Cheshire based telecoms company Chess is working together with Oxfam in a move to help customers comply with imminent legislation regarding the disposal of old mobile phones. Chess launched the new initiative in anticipation of the implementation of the EU’s Waste Electronic and Electrical Equipment (WEEE) directive.

From April 2006, Chess will send out Oxfam’s mobile phone recycling bags with all of its new mobile phones in an attempt to encourage business customers to recycle their old handsets. The EU WEEE Directive will make it illegal for mobile phones to be dumped in landfill sites where toxic chemicals such as cadmium and lithium can leak out and pollute the environment. The Directive, which comes into effect later this year, will put the onus on producers to ensure they set up systems to provide for the recovery and environmentally sound disposal of WEEE goods they sell to businesses and private individuals.

Each working mobile that Oxfam receives is worth an average of £5 – enough to buy two specially designed water buckets for use in emergencies all over the world, or to pay for five textbooks, which could help to educate children from poor communities in Mali.

In addition to helping overcome poverty and suffering, Oxfam’s ‘Bring Bring’ scheme is helping the environment by reducing waste going into landfill sites. Phones donated to Oxfam are passed on to its recycling partner Corporate Mobile Recycling (CMR), who undertake a stringent 12-point check on all phones received, repairing handsets where possible, and wiping them clean of data. Once refurbished, working handsets are put back into circulation and sold abroad. Many mobiles are actually destined for Africa where the landline infrastructure is unreliable and new mobiles can be prohibitively expensive. Broken handsets are stripped for parts and disposed of safely to prevent the battery leaking toxic substances such as cadmium and lead solder into the environment.

DATA EXCERPTS »

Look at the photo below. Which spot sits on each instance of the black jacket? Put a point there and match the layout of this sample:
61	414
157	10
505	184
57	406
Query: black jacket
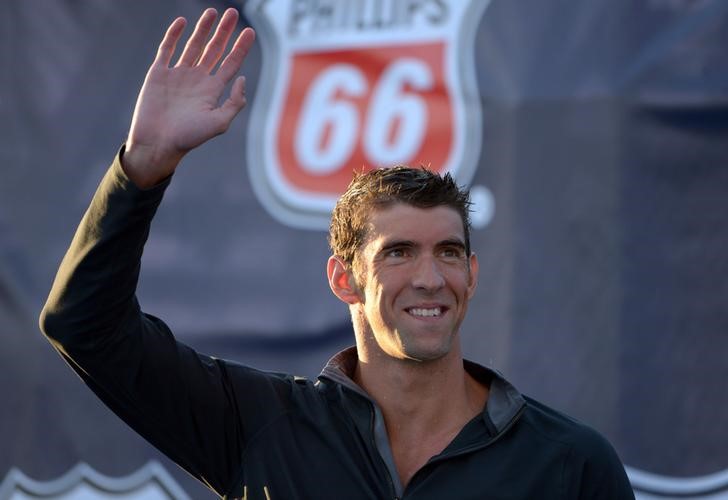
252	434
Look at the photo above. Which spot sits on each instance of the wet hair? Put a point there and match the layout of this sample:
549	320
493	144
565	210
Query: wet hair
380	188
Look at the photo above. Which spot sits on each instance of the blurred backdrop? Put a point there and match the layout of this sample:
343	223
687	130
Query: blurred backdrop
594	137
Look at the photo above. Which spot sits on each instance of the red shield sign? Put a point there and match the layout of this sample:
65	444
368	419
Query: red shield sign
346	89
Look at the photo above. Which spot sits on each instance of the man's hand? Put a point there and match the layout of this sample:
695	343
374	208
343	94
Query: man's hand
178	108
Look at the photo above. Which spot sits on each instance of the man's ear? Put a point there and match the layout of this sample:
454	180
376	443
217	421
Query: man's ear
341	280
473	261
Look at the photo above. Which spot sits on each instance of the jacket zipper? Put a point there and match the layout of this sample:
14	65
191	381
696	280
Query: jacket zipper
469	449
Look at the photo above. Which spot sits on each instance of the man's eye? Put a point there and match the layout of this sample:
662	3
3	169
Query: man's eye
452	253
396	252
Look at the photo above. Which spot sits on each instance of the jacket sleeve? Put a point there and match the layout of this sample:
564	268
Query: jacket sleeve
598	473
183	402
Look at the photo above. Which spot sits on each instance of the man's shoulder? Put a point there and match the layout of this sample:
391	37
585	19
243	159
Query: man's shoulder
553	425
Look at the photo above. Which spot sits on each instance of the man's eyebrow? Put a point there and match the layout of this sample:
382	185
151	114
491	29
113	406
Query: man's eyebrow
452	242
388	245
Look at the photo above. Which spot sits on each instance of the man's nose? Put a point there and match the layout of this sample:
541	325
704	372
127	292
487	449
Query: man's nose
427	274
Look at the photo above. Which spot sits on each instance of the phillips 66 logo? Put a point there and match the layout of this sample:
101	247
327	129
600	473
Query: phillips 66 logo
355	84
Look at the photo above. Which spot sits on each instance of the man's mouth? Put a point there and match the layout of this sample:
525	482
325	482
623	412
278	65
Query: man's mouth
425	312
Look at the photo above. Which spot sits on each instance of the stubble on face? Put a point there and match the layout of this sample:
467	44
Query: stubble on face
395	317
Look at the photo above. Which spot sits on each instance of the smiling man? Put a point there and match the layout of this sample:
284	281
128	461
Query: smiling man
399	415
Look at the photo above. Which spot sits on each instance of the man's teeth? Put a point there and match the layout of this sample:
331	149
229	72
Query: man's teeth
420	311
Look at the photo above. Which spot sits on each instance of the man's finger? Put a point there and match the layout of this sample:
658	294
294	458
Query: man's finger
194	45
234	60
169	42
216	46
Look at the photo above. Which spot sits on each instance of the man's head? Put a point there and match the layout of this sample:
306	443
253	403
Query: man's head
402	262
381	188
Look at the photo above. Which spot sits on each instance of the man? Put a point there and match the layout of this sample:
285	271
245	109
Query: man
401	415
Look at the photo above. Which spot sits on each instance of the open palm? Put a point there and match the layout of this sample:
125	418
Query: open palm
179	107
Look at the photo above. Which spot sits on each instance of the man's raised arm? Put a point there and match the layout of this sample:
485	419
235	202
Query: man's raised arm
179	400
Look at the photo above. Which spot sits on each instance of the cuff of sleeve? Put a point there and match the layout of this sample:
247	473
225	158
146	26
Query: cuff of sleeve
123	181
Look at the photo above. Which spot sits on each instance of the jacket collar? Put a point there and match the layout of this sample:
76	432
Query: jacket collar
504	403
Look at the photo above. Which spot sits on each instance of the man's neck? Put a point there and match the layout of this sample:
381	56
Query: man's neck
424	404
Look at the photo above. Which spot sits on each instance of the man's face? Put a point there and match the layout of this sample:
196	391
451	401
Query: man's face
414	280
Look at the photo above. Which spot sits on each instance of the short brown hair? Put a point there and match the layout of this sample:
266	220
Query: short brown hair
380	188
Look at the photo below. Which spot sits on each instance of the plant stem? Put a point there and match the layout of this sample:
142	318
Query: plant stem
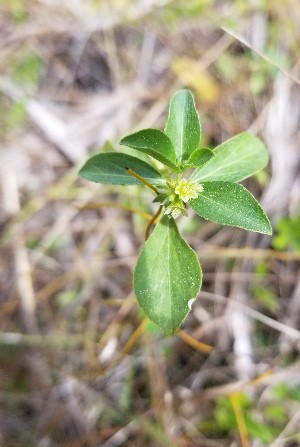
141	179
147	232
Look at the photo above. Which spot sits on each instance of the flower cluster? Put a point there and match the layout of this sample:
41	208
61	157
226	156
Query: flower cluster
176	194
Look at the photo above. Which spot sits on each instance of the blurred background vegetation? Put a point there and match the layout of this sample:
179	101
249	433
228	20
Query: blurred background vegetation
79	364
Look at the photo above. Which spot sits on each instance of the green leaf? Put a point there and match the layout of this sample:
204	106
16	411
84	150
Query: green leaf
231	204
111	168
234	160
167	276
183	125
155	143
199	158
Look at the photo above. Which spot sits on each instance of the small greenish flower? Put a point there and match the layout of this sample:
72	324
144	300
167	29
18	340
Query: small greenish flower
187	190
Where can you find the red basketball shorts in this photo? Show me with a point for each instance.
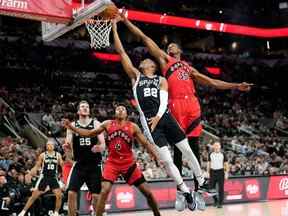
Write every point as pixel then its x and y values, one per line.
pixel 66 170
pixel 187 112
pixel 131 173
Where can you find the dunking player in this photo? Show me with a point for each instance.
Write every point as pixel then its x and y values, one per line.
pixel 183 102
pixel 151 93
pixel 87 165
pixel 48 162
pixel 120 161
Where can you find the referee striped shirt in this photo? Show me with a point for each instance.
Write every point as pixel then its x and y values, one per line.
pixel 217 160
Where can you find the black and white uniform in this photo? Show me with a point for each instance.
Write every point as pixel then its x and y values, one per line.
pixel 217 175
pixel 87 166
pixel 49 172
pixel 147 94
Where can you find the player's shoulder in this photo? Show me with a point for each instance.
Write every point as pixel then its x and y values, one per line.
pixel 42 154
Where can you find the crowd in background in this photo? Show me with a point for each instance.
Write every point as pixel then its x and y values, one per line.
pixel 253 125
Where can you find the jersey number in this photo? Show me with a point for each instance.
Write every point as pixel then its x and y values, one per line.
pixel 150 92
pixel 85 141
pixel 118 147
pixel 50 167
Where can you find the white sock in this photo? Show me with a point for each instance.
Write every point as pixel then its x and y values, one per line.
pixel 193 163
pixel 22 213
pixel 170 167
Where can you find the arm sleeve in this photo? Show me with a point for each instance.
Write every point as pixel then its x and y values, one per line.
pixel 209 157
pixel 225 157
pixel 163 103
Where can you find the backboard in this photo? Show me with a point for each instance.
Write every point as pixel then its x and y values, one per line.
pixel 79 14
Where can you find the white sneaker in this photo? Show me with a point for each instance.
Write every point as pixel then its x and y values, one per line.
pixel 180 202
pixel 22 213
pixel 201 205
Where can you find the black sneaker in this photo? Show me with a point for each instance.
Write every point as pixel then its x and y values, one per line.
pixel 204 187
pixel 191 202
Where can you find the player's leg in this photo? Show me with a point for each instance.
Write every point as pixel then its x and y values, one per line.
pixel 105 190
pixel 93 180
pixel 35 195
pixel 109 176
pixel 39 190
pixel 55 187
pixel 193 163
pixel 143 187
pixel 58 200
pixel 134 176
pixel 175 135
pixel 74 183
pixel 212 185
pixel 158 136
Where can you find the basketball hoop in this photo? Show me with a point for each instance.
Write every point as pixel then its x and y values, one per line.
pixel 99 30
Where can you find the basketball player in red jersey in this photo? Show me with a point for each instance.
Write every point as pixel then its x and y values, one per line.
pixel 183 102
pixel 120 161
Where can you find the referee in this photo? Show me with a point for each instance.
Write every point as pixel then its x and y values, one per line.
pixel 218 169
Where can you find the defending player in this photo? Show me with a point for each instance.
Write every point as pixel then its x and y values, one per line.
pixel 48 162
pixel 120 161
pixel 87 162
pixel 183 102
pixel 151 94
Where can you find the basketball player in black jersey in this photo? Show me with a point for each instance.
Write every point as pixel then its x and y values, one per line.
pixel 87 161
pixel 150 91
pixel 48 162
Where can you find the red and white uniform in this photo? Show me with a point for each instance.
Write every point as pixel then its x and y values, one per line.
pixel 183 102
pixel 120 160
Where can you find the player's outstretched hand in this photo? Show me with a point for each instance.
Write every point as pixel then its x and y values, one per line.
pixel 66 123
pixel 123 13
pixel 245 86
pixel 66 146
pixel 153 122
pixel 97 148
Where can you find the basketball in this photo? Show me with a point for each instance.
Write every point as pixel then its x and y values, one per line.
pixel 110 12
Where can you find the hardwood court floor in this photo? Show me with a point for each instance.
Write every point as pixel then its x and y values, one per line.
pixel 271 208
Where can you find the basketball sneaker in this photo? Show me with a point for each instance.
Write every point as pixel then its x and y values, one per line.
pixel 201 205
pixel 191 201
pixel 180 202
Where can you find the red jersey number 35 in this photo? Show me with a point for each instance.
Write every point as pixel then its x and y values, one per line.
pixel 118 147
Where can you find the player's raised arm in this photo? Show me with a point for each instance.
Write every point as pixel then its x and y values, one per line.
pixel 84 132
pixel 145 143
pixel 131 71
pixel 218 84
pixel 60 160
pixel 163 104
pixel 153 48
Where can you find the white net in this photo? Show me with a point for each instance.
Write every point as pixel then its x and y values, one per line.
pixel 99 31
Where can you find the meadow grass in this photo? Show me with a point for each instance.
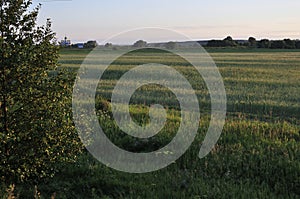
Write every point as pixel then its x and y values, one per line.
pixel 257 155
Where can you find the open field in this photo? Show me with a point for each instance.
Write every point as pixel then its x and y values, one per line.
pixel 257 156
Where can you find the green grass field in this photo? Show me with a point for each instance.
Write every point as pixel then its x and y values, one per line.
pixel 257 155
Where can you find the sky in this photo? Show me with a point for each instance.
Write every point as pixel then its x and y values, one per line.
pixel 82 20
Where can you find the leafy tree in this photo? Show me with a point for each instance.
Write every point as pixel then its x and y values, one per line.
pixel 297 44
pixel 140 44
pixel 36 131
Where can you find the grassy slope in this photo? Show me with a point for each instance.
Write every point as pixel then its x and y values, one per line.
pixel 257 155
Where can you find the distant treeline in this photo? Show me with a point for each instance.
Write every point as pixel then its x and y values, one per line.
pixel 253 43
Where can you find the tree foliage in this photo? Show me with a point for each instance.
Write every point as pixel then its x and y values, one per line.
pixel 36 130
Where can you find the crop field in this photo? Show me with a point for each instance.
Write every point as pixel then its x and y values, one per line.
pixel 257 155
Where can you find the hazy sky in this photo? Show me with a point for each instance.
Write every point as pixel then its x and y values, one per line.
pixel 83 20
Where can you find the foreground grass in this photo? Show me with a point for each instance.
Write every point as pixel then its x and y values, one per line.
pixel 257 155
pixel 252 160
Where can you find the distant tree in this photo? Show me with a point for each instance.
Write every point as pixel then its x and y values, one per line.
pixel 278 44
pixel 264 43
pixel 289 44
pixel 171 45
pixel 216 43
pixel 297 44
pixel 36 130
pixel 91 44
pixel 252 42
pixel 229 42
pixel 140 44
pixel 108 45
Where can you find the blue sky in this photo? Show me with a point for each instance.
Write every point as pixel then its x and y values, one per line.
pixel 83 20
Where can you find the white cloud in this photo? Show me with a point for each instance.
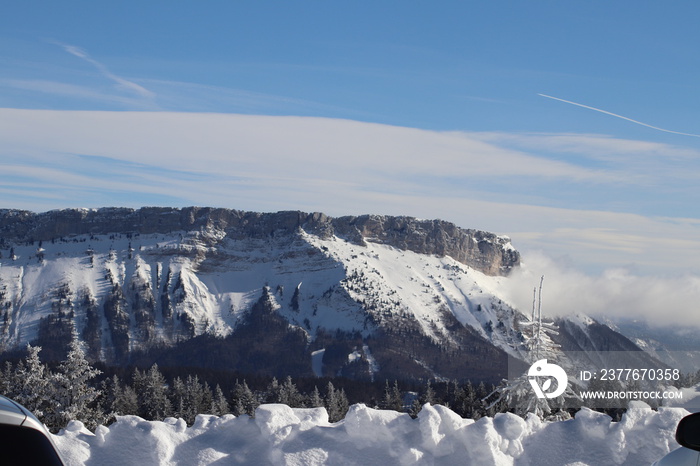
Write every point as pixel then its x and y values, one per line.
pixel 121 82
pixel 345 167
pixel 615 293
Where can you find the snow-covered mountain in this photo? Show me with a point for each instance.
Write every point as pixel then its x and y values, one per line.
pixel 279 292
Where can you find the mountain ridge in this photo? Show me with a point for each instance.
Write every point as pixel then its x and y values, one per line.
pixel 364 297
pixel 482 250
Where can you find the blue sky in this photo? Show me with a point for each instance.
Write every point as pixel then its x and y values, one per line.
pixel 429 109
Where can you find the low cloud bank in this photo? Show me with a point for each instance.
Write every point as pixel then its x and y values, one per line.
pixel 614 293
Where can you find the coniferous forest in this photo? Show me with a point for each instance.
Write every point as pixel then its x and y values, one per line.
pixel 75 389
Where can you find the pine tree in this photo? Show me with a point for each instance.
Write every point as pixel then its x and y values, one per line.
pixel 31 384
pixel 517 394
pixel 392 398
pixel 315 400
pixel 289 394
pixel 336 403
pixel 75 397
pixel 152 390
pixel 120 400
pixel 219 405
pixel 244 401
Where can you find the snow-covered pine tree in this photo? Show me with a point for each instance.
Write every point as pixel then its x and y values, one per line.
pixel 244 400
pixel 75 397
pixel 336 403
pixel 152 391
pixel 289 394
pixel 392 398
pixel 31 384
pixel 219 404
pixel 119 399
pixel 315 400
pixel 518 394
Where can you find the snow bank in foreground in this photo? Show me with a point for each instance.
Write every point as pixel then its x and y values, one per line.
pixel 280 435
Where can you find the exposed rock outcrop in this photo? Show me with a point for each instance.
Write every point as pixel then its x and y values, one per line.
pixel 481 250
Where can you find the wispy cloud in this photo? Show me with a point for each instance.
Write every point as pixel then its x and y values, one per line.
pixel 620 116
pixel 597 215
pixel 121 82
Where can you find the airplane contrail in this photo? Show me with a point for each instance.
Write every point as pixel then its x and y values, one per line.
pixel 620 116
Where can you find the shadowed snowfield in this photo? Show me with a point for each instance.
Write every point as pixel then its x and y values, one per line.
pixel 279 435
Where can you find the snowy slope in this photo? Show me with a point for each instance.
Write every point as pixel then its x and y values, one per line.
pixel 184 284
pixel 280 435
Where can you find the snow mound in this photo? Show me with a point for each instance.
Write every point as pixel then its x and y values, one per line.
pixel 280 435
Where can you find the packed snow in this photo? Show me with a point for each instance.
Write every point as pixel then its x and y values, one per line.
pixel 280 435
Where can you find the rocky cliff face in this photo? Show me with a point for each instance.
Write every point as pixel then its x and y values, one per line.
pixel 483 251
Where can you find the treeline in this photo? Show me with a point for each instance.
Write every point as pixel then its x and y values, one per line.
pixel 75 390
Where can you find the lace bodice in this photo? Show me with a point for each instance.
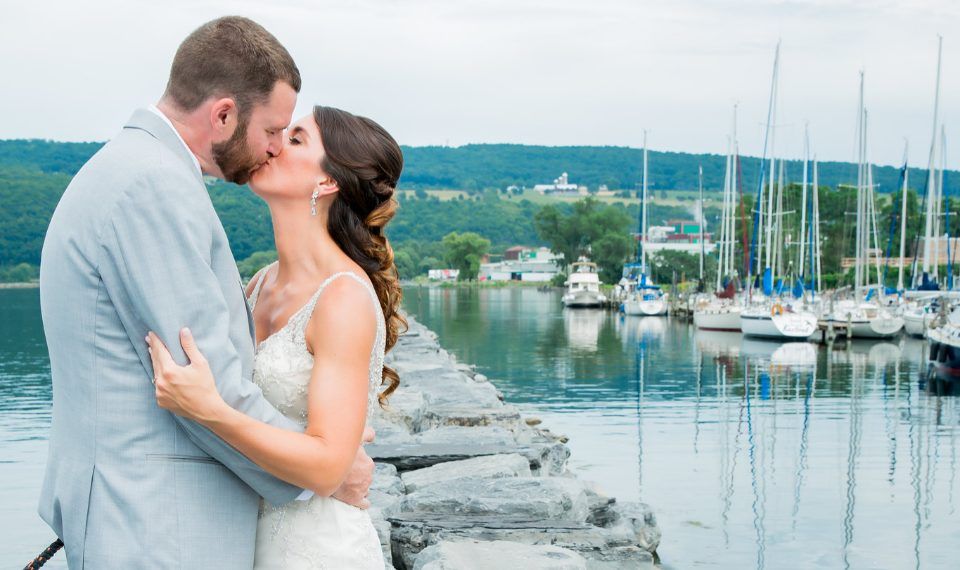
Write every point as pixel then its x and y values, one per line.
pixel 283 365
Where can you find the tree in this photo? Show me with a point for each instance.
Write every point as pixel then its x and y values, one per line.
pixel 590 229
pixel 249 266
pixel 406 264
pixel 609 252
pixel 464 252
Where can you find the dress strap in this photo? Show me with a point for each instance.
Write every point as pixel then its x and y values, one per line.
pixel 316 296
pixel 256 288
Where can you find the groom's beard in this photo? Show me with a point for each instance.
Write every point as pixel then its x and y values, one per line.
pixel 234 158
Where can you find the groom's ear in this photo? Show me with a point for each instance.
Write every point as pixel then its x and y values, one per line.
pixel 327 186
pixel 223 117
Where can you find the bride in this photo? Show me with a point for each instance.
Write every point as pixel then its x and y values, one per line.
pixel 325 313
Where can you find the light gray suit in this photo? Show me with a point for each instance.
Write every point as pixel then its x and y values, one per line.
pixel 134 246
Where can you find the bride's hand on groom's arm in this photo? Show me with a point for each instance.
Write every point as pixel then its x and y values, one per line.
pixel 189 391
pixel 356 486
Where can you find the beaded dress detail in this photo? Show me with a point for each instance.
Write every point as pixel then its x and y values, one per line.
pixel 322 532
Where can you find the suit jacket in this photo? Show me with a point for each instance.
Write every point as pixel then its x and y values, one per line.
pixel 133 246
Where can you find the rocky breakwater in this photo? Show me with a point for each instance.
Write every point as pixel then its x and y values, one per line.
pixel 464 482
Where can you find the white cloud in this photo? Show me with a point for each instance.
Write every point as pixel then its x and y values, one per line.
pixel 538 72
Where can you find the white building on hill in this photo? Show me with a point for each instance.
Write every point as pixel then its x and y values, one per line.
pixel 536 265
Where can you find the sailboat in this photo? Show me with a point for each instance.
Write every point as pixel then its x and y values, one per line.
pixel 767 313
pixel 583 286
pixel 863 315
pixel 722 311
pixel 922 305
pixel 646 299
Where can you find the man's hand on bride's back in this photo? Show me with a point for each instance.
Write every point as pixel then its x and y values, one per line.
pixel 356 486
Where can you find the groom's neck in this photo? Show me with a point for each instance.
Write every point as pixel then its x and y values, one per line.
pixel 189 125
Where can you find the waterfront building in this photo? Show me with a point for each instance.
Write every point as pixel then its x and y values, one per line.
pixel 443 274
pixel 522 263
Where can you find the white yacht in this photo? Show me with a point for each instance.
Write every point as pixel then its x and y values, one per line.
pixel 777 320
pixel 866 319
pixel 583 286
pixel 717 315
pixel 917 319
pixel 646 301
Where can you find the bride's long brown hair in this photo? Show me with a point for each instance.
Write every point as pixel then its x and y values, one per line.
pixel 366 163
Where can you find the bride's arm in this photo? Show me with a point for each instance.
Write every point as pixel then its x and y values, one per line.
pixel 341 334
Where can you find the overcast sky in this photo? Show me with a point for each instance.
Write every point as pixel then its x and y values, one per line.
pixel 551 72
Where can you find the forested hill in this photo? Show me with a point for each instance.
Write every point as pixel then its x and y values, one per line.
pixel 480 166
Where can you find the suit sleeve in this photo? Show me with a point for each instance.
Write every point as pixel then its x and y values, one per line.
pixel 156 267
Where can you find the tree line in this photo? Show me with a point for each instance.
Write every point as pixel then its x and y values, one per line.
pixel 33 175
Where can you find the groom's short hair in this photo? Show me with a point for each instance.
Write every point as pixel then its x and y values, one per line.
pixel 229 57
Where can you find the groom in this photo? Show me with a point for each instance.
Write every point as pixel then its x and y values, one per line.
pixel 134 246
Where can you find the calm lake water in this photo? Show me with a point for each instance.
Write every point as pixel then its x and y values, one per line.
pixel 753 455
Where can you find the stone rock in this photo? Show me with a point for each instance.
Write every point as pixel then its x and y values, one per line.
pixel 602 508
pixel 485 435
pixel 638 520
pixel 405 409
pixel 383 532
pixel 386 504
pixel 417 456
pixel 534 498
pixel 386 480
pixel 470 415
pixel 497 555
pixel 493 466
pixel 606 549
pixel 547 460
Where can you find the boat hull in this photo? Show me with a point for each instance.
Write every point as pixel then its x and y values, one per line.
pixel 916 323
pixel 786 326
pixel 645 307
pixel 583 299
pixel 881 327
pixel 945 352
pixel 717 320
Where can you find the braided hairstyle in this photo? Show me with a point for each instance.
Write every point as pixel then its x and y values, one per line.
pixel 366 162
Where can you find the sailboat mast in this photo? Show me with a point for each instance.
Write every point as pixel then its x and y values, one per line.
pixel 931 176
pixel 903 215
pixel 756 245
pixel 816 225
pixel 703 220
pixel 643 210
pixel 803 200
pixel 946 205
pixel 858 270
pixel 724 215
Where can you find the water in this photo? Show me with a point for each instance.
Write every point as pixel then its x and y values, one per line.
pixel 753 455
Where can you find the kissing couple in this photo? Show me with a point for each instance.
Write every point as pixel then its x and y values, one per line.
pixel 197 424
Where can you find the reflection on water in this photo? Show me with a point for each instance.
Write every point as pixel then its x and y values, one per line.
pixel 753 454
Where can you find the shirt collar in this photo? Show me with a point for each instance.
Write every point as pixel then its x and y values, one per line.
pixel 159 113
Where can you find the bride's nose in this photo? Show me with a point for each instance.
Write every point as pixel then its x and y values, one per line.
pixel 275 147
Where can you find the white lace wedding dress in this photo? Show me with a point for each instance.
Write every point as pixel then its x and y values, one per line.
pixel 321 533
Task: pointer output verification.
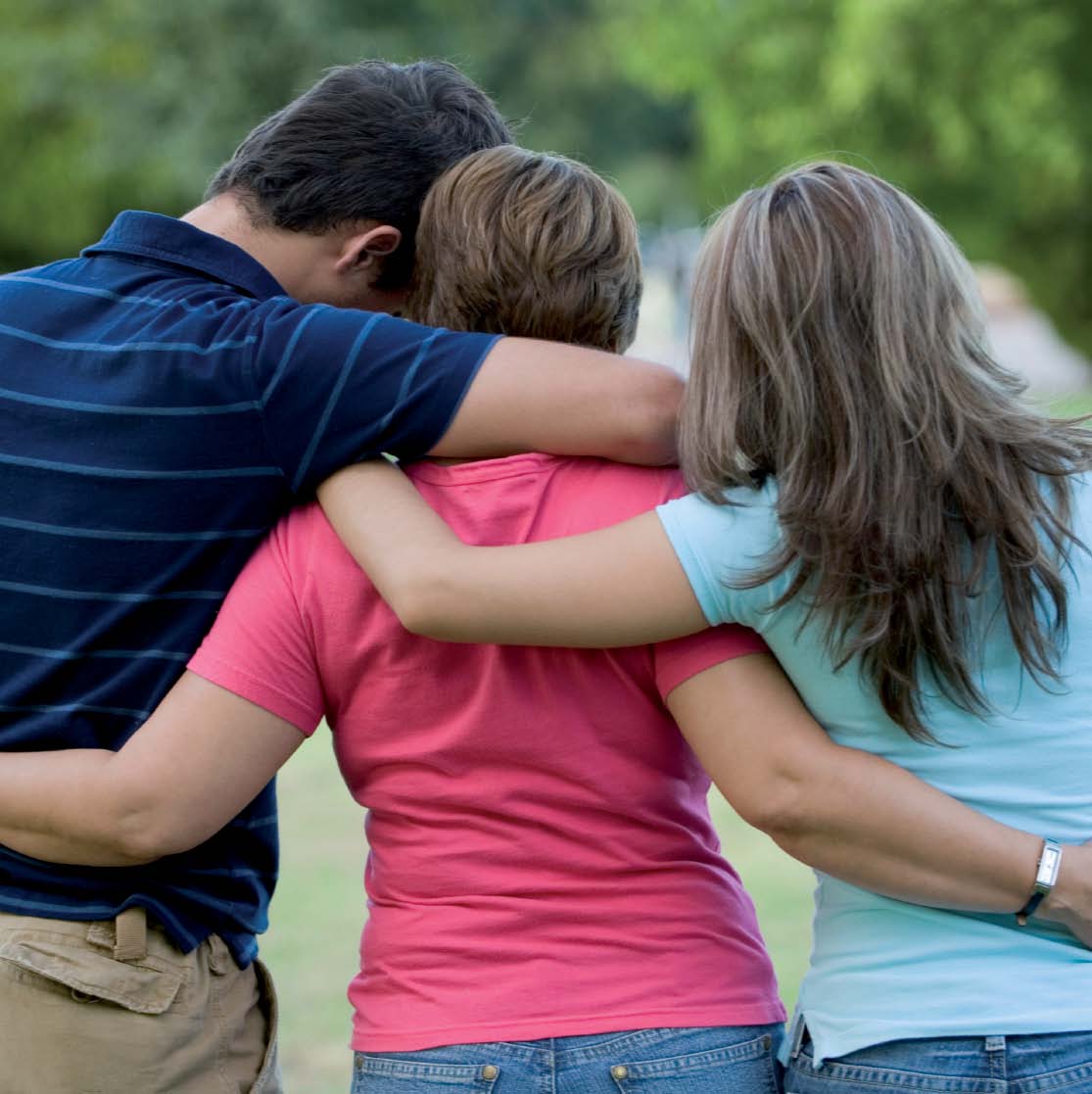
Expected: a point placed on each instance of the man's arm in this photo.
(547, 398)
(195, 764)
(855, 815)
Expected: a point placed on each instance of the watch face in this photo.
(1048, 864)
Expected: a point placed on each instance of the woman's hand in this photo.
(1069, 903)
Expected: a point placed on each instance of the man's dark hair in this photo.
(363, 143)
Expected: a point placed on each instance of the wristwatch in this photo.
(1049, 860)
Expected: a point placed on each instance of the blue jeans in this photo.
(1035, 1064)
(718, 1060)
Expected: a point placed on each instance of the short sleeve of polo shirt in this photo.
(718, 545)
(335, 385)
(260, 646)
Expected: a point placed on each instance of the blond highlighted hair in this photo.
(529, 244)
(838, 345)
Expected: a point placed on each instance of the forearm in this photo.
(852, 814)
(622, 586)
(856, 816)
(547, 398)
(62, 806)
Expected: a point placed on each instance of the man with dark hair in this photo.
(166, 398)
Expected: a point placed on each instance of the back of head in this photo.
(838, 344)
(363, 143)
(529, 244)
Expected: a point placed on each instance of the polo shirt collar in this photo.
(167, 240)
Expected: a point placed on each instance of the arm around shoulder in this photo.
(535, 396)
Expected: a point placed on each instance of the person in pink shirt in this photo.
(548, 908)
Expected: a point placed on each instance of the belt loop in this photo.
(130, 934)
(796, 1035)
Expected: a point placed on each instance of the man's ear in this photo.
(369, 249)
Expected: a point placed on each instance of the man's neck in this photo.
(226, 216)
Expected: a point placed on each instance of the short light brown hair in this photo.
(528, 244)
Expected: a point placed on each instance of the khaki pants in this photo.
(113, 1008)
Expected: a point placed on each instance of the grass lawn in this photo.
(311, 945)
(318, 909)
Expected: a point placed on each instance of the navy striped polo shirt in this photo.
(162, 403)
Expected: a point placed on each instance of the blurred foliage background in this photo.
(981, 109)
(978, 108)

TASKS TO CARRY OUT »
- a) Translate this sentence from the article on Chess and Oxfam's mobile phone recycling into Spanish: "Many mobiles are actually destined for Africa where the landline infrastructure is unreliable and new mobiles can be prohibitively expensive."
- b) Continue the article on Chess and Oxfam's mobile phone recycling from the point where it ends.

ANSWERS FOR THE EXERCISE »
- a) De hecho, muchos móviles tienen como destino África, donde la infraestructura de telefonía fija es poco fiable y los móviles nuevos pueden resultar prohibitivamente caros.

- b)
“Since its launch in 2001, over 95,000 mobiles have been recycled under the ‘Bring Bring’ scheme – helping raise over £250,000” commented Liz Whiteley, from Oxfam’s Corporate Partnerships Team. “With over 15 million phones being replaced each year, however, the message clearly isn’t getting through to enough people – we really need more phones for the scheme to make a bigger difference in our fight against poverty. Chess is helping us to communicate the message to more and more organisations. Whether it is a donation of hundreds of phones from a company, or a dozen phones from a secondary school, every donation will make a valuable contribution to Oxfam’s work to overcome world poverty.”

David Pollock, Chief Executive of Chess is enthusiastic about the scheme, “Chess is an environmentally aware organisation, and we are constantly looking at ways to reduce the ecological impact business has on the wider community. Oxfam is a great charity and our new initiative enables us to assist our business customers in their own efforts to help the environment, as well as raise money for Oxfam. This is a fundamental part of the culture of Chess and sets us apart in the industry.”